### Extracted entries
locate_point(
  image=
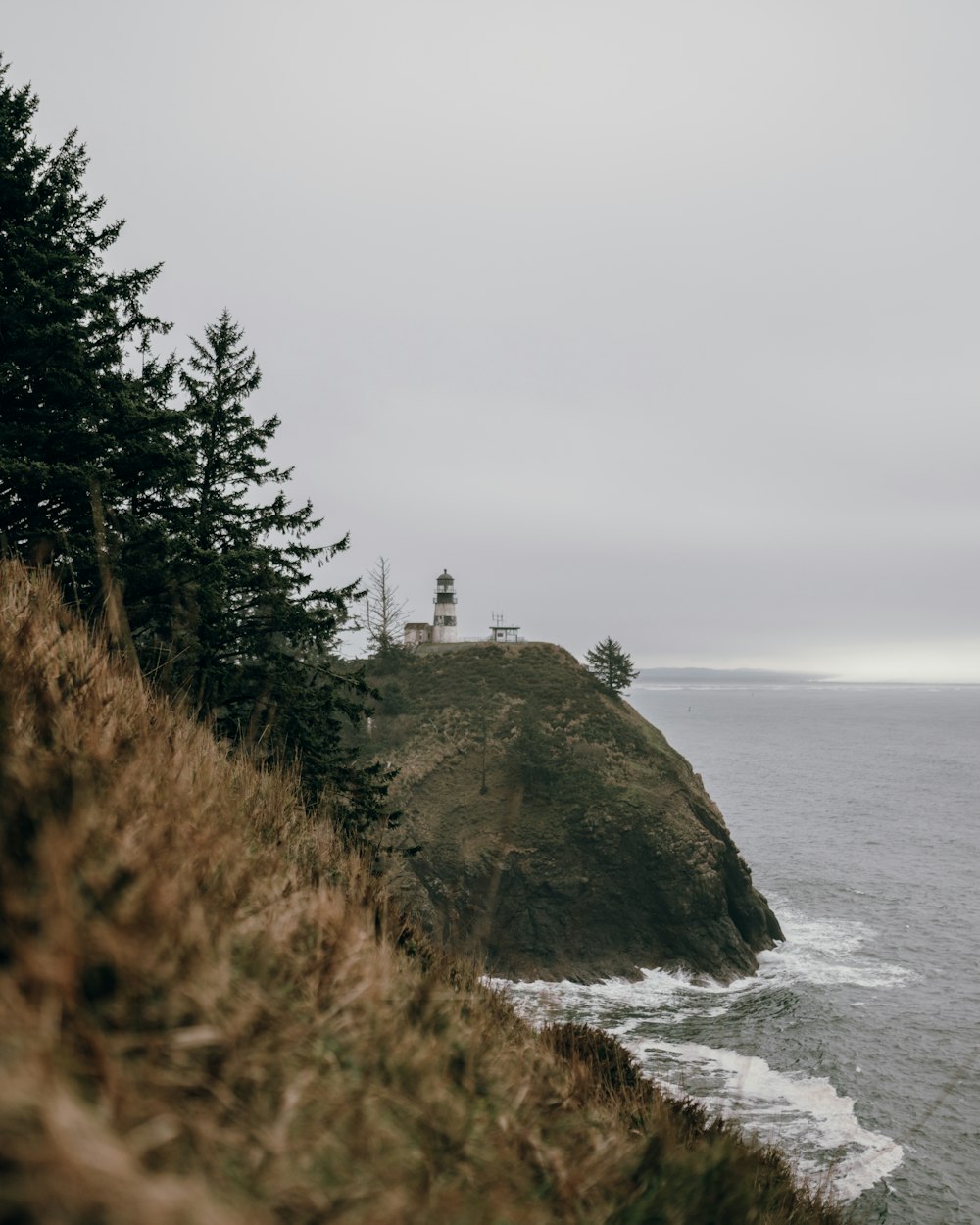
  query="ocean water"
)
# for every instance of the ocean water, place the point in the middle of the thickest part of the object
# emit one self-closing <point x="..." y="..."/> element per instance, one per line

--

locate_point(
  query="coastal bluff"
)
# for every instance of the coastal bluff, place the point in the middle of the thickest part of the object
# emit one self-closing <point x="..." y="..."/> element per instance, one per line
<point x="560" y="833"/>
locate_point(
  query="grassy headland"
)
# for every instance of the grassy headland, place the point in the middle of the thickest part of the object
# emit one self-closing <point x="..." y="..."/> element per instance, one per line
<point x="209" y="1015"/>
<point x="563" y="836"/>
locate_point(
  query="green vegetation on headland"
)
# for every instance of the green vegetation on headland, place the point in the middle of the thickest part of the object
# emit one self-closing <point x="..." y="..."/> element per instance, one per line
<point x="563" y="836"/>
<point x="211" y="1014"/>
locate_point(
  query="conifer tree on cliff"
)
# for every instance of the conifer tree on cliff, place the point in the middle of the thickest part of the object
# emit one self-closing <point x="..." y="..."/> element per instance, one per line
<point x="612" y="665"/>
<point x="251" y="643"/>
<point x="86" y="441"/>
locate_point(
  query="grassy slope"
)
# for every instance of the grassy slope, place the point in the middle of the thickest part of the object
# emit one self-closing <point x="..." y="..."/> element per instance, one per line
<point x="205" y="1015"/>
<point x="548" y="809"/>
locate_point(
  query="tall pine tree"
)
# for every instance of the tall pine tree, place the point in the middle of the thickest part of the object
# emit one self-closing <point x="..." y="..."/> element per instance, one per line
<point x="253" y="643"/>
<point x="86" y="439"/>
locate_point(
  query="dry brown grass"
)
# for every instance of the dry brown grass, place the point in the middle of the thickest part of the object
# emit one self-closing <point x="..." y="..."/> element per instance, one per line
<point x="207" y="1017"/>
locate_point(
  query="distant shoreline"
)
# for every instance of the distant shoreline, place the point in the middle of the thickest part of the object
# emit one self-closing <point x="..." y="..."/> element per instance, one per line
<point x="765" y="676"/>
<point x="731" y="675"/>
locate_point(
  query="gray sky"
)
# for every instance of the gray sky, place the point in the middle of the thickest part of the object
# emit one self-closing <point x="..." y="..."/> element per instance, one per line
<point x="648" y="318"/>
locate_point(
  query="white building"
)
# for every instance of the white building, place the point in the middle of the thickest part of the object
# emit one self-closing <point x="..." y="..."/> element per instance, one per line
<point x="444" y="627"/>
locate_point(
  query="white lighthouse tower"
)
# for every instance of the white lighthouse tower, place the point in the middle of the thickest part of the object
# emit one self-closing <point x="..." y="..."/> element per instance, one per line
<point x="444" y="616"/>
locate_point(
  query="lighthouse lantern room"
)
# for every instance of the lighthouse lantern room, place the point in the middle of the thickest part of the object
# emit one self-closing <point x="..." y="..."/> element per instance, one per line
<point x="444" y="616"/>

--

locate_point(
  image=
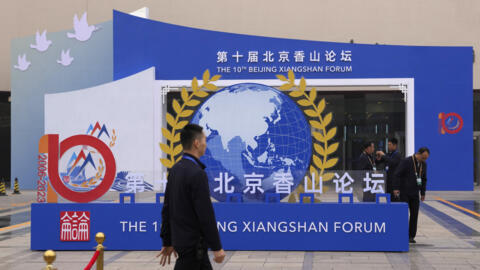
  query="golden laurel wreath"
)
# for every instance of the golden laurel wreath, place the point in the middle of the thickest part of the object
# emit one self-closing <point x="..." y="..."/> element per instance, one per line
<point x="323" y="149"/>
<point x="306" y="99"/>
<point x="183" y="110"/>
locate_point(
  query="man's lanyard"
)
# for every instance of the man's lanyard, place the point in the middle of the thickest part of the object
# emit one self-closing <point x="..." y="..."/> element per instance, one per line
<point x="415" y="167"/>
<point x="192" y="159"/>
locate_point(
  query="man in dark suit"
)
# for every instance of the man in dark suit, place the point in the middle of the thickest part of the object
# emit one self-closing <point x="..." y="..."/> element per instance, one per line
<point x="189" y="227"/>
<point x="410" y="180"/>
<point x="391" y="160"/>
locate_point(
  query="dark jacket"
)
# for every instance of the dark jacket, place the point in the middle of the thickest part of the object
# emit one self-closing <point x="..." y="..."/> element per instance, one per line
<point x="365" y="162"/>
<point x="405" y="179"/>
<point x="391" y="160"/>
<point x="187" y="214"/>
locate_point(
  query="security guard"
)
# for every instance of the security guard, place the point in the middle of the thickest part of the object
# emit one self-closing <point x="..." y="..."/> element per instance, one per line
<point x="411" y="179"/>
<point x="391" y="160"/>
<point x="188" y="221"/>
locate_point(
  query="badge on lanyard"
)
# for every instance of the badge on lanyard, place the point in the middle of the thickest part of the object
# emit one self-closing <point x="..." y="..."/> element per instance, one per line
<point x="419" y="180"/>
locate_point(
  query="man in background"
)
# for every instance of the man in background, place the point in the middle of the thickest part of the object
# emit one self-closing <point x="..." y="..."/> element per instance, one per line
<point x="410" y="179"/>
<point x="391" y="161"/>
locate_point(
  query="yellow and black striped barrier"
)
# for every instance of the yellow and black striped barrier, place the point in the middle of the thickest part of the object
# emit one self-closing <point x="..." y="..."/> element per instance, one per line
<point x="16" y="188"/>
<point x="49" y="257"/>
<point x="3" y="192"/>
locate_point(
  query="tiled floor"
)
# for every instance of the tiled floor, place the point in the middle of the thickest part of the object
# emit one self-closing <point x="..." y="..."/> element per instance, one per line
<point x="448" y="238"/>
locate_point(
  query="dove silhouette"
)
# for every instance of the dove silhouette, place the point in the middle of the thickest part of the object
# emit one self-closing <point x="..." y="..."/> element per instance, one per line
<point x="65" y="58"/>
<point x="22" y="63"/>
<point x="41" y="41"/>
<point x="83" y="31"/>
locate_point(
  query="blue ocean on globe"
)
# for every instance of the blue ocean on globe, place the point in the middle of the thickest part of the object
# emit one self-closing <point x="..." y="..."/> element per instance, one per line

### Written task
Identify and copy each line of the records above that contains the string "security", paying attention to case.

### Problem solution
  query="security guard"
# for every instance of the security guard, place the point in the middle of the thickest part of the object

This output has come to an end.